*** Records for processing Section Begins ***

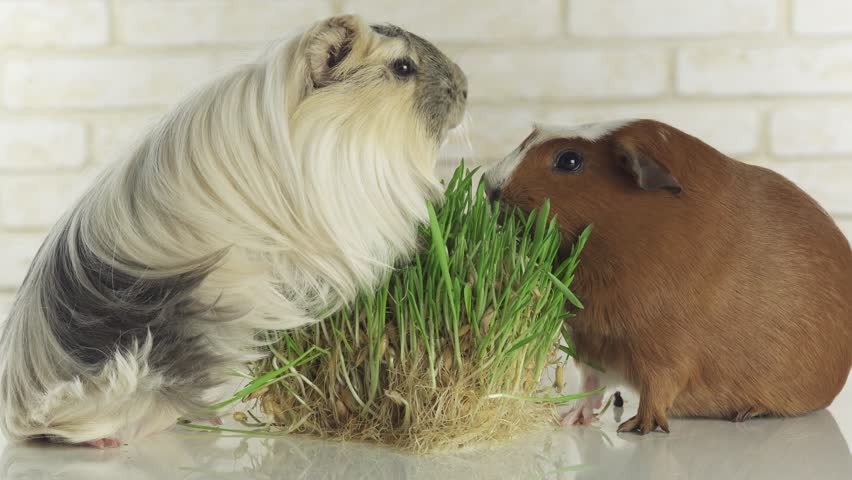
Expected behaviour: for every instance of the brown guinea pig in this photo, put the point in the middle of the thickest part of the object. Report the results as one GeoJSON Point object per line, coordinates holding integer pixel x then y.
{"type": "Point", "coordinates": [715, 288]}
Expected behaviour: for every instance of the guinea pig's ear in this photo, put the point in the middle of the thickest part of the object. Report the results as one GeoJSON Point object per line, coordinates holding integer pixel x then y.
{"type": "Point", "coordinates": [647, 172]}
{"type": "Point", "coordinates": [329, 45]}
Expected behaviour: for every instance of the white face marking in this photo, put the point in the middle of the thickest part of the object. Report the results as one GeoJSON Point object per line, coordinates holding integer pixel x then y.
{"type": "Point", "coordinates": [498, 175]}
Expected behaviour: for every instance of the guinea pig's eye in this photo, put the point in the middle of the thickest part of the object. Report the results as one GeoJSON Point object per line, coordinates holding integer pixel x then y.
{"type": "Point", "coordinates": [568, 161]}
{"type": "Point", "coordinates": [404, 67]}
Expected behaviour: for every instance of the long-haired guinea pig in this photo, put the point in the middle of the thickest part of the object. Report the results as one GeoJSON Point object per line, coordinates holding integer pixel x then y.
{"type": "Point", "coordinates": [266, 200]}
{"type": "Point", "coordinates": [715, 288]}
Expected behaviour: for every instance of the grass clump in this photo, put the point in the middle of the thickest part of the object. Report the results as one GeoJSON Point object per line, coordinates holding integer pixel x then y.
{"type": "Point", "coordinates": [450, 348]}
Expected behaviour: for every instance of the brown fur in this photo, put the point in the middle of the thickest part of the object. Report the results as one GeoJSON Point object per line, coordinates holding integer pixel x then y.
{"type": "Point", "coordinates": [729, 299]}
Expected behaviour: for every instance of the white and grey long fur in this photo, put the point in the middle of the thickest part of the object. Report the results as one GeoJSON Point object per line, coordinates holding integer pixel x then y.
{"type": "Point", "coordinates": [266, 200]}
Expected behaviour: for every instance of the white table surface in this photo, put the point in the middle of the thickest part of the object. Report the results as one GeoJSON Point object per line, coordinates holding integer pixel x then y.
{"type": "Point", "coordinates": [813, 447]}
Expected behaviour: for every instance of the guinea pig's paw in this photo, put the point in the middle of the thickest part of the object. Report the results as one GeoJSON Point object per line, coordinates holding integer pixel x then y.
{"type": "Point", "coordinates": [645, 423]}
{"type": "Point", "coordinates": [102, 443]}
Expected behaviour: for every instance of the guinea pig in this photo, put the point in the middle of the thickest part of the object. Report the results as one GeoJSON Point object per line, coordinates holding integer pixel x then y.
{"type": "Point", "coordinates": [264, 201]}
{"type": "Point", "coordinates": [715, 288]}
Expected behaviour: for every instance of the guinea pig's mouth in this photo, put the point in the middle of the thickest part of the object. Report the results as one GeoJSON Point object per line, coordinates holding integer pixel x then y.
{"type": "Point", "coordinates": [456, 144]}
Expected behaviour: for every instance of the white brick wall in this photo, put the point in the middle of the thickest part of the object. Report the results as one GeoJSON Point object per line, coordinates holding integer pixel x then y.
{"type": "Point", "coordinates": [670, 18]}
{"type": "Point", "coordinates": [768, 81]}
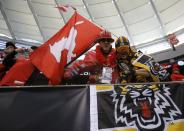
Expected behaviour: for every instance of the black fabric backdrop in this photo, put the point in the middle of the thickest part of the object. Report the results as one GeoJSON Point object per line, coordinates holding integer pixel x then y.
{"type": "Point", "coordinates": [106, 106]}
{"type": "Point", "coordinates": [45, 109]}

*** Records for processing Section Ends ***

> [Task requirements] Would you copy out exactly the lines from the one holding "Expected behaviour: for every instance of the black" through the end of the entries above, both ends included?

> [Written answer]
Expected behaviour: for every instance of the black fabric backdrop in this photo, put the point in the middle of the thickest part of the object. Report the results as one GeoJSON Point object per line, coordinates holding integer pixel x then y.
{"type": "Point", "coordinates": [106, 106]}
{"type": "Point", "coordinates": [45, 109]}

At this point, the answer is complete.